> _Written task a_:
From the listing below, pull out every line containing the word "white".
** start Provided text **
# Minecraft Animal Crossing Mod



## Omeros

This has probably been posted, but I haven't been here for years and the search results told me otherwise.

http://www.minecraftforum.net/topic/45139-64x17-02animal-crafting-beta/

It's actually quite legit.


----------



## «Jack»

That's not a mod, it's a texture pack.


----------



## MasterC

There is a mod that is based off Animal Crossing that goes well with the texture pack.What it does is to give it an Animal crossing format with the rotating world as you move.

Video:

[video]http://m.youtube.com/index?desktop_uri=%2F&gl=US#/watch?v=UF092UDZpYU[/video]
http://m.youtube.com/index?desktop_uri=%2F&gl=US#/watch?v=UF092UDZpYU


----------



## Omeros

?Jack? said:


> That's not a mod, it's a texture pack.


 
Oh semanticssss. :/

And MasterC, your videos didn't work for me for whatever reason. :s


----------



## Mino

MasterC said:


> There is a mod that is based off Animal Crossing that goes well with the texture pack.What it does is to give it an Animal crossing format with the rotating world as you move.
** end Provided text **
** start Supplied entries **
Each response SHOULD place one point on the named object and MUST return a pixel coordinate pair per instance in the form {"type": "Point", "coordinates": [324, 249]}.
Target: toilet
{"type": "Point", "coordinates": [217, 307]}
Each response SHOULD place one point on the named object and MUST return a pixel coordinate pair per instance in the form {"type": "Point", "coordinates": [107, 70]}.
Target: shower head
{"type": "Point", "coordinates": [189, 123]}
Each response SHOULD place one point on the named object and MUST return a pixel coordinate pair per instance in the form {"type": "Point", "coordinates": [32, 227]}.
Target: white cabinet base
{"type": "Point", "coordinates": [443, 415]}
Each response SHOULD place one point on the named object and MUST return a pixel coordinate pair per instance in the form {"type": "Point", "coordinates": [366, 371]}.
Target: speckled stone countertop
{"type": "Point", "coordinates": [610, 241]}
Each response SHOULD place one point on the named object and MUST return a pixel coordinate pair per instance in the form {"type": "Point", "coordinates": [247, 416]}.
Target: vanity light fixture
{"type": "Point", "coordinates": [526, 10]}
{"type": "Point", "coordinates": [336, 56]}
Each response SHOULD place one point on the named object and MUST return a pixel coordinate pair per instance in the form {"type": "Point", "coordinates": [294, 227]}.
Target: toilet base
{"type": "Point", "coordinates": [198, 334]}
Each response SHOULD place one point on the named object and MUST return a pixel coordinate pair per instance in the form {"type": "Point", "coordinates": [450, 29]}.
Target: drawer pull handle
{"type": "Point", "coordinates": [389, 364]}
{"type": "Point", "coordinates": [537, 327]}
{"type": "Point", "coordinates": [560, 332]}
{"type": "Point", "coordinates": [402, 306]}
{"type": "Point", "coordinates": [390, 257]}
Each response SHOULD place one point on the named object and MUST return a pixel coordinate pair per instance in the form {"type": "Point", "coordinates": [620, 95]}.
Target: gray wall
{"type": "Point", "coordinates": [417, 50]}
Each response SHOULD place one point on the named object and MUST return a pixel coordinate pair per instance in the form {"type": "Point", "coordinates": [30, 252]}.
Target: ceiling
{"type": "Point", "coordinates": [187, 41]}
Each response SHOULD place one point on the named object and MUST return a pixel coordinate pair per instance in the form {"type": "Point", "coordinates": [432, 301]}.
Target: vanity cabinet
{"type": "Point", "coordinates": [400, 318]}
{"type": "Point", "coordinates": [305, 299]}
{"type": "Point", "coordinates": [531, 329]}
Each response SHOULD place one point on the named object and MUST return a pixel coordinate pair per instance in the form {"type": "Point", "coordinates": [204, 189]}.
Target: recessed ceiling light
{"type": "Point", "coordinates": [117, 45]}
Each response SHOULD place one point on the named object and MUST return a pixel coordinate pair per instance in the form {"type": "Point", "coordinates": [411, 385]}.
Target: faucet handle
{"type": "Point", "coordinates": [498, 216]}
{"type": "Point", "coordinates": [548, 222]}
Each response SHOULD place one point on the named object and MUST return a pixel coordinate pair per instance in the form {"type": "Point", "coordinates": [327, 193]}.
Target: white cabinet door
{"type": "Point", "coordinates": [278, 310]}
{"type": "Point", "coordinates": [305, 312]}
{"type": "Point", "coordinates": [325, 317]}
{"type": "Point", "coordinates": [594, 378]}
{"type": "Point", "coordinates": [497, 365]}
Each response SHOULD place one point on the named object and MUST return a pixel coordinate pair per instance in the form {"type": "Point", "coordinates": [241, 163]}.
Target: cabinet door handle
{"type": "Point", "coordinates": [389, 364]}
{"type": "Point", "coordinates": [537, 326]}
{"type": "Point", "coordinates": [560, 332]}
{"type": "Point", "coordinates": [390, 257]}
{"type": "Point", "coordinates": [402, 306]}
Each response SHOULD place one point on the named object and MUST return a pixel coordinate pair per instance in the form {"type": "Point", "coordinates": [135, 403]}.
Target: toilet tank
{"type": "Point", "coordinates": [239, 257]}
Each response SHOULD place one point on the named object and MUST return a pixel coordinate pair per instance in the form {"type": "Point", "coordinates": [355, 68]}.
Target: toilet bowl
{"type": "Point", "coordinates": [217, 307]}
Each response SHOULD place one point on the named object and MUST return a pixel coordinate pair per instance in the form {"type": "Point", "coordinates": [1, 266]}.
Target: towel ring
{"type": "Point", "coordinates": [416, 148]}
** end Supplied entries **
> _Written task b_:
Reproduce the forum thread about the Minecraft Animal Crossing mod in full, word for word.

> _Worked solution a_:
Target: white cabinet base
Target: white cabinet door

> _Worked solution b_:
# Minecraft Animal Crossing Mod



## Omeros

This has probably been posted, but I haven't been here for years and the search results told me otherwise.

http://www.minecraftforum.net/topic/45139-64x17-02animal-crafting-beta/

It's actually quite legit.


----------



## «Jack»

That's not a mod, it's a texture pack.


----------



## MasterC

There is a mod that is based off Animal Crossing that goes well with the texture pack.What it does is to give it an Animal crossing format with the rotating world as you move.

Video:

[video]http://m.youtube.com/index?desktop_uri=%2F&gl=US#/watch?v=UF092UDZpYU[/video]
http://m.youtube.com/index?desktop_uri=%2F&gl=US#/watch?v=UF092UDZpYU


----------



## Omeros

?Jack? said:


> That's not a mod, it's a texture pack.


 
Oh semanticssss. :/

And MasterC, your videos didn't work for me for whatever reason. :s


----------



## Mino

MasterC said:


> There is a mod that is based off Animal Crossing that goes well with the texture pack.What it does is to give it an Animal crossing format with the rotating world as you move.